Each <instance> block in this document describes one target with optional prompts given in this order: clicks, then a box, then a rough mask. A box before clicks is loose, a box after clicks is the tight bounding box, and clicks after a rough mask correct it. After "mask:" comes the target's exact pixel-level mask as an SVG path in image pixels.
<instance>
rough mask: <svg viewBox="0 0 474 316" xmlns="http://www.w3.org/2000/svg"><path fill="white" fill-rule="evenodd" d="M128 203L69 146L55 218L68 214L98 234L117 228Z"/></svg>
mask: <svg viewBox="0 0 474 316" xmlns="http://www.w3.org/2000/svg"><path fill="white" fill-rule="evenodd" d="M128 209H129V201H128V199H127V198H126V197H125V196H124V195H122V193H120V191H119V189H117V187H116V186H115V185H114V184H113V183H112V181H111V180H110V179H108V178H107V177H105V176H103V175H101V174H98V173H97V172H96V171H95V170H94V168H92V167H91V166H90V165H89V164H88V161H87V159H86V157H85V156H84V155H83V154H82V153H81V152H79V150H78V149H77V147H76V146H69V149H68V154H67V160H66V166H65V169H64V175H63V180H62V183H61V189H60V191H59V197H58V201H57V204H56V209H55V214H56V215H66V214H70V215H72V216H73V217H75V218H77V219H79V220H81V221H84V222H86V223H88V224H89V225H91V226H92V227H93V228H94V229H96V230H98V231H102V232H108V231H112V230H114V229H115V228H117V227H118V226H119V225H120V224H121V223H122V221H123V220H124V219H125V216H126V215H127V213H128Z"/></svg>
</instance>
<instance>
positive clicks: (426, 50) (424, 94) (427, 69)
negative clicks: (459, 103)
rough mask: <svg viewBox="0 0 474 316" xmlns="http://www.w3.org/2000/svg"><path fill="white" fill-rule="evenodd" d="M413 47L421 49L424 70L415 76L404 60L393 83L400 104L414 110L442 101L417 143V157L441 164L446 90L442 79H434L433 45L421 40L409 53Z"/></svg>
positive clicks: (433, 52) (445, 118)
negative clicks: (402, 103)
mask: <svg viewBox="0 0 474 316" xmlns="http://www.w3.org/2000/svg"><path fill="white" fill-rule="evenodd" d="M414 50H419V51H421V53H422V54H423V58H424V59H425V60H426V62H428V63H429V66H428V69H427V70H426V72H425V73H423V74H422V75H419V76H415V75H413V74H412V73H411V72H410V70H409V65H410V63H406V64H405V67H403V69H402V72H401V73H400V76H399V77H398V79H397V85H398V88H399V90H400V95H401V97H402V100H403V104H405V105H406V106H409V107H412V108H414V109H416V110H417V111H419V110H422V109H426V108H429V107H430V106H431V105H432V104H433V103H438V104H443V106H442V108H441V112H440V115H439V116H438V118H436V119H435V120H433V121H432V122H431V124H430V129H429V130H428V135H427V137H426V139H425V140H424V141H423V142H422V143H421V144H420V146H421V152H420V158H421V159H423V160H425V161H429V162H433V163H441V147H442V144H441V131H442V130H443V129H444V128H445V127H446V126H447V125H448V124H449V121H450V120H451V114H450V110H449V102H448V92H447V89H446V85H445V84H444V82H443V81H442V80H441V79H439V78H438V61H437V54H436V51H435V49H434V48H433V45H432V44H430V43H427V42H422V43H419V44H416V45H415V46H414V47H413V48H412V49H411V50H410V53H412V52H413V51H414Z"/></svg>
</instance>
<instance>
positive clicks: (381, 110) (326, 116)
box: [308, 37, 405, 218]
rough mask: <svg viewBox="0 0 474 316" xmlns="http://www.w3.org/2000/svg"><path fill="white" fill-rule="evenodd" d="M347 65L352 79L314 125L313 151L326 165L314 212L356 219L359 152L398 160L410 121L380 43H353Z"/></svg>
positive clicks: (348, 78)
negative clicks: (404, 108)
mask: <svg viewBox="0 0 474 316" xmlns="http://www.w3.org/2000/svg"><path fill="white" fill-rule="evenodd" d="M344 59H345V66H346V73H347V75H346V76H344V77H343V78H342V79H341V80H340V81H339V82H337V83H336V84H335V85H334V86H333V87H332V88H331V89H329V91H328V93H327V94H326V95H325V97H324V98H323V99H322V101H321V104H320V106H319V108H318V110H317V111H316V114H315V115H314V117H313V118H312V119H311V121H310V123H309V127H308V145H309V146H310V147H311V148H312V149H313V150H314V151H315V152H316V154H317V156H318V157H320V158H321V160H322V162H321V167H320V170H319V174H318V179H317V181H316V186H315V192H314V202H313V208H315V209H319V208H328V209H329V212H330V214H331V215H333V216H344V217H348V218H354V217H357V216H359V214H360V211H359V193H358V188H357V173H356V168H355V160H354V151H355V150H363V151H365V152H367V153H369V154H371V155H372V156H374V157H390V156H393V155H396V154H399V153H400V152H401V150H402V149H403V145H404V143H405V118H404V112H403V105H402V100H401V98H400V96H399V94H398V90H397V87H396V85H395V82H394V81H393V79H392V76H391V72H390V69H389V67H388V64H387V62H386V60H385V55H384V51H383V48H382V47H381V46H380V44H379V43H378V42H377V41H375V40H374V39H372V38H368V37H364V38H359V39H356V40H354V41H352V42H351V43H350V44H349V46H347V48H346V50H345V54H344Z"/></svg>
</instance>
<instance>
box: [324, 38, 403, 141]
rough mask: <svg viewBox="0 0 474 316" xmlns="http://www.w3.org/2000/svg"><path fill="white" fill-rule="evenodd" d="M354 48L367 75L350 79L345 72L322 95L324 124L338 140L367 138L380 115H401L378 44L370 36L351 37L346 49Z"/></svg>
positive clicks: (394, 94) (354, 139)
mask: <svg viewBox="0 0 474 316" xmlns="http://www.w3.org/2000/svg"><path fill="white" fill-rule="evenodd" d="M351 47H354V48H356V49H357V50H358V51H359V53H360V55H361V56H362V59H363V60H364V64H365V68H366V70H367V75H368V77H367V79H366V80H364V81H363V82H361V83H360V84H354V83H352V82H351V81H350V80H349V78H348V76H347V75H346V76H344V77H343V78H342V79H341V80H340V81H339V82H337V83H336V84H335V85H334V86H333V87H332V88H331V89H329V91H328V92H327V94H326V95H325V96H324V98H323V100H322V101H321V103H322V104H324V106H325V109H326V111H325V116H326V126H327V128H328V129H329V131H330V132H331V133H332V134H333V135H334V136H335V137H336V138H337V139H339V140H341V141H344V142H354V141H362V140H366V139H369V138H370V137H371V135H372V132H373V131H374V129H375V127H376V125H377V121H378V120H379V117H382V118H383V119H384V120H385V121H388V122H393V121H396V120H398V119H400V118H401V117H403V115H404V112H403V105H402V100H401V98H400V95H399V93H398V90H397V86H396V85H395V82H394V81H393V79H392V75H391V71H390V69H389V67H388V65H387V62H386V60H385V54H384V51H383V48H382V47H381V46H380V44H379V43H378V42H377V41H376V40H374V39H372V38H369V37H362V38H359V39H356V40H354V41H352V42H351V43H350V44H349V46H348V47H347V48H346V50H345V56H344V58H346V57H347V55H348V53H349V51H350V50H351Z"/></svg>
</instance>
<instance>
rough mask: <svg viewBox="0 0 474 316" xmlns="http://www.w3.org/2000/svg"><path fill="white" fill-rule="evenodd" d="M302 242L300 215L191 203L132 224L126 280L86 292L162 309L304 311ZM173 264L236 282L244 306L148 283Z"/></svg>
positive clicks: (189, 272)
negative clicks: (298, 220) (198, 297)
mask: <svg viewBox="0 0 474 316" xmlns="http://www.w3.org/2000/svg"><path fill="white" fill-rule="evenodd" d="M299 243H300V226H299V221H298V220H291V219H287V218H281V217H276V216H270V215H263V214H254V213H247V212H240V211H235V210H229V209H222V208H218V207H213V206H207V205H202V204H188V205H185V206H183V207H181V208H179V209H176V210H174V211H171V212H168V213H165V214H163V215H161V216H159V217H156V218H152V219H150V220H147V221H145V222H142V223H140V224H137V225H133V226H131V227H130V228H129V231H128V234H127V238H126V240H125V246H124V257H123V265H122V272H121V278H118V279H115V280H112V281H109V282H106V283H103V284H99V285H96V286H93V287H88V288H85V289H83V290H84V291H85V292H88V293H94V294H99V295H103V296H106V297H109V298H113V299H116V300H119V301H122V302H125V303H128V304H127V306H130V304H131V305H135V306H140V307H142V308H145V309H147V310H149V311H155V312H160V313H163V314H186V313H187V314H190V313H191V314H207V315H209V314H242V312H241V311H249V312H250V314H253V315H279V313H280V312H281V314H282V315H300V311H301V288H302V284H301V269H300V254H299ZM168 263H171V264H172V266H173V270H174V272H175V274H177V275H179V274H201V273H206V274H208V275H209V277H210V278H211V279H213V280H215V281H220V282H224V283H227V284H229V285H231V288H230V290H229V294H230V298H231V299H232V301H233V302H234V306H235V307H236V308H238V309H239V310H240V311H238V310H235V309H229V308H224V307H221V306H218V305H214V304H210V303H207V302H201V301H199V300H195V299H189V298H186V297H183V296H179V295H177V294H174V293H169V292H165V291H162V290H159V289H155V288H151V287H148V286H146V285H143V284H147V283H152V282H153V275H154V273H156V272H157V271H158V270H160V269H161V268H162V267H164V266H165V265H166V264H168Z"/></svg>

---------------

» The problem
Please copy out verbatim the lines beginning with the one that contains "65L352 79L314 125L313" and ending after the one that contains "positive clicks: (348, 78)".

» Task output
rough mask: <svg viewBox="0 0 474 316" xmlns="http://www.w3.org/2000/svg"><path fill="white" fill-rule="evenodd" d="M347 65L352 79L314 125L313 151L326 165L314 212L356 219L359 152L398 160L410 121L380 43H353Z"/></svg>
positive clicks: (348, 78)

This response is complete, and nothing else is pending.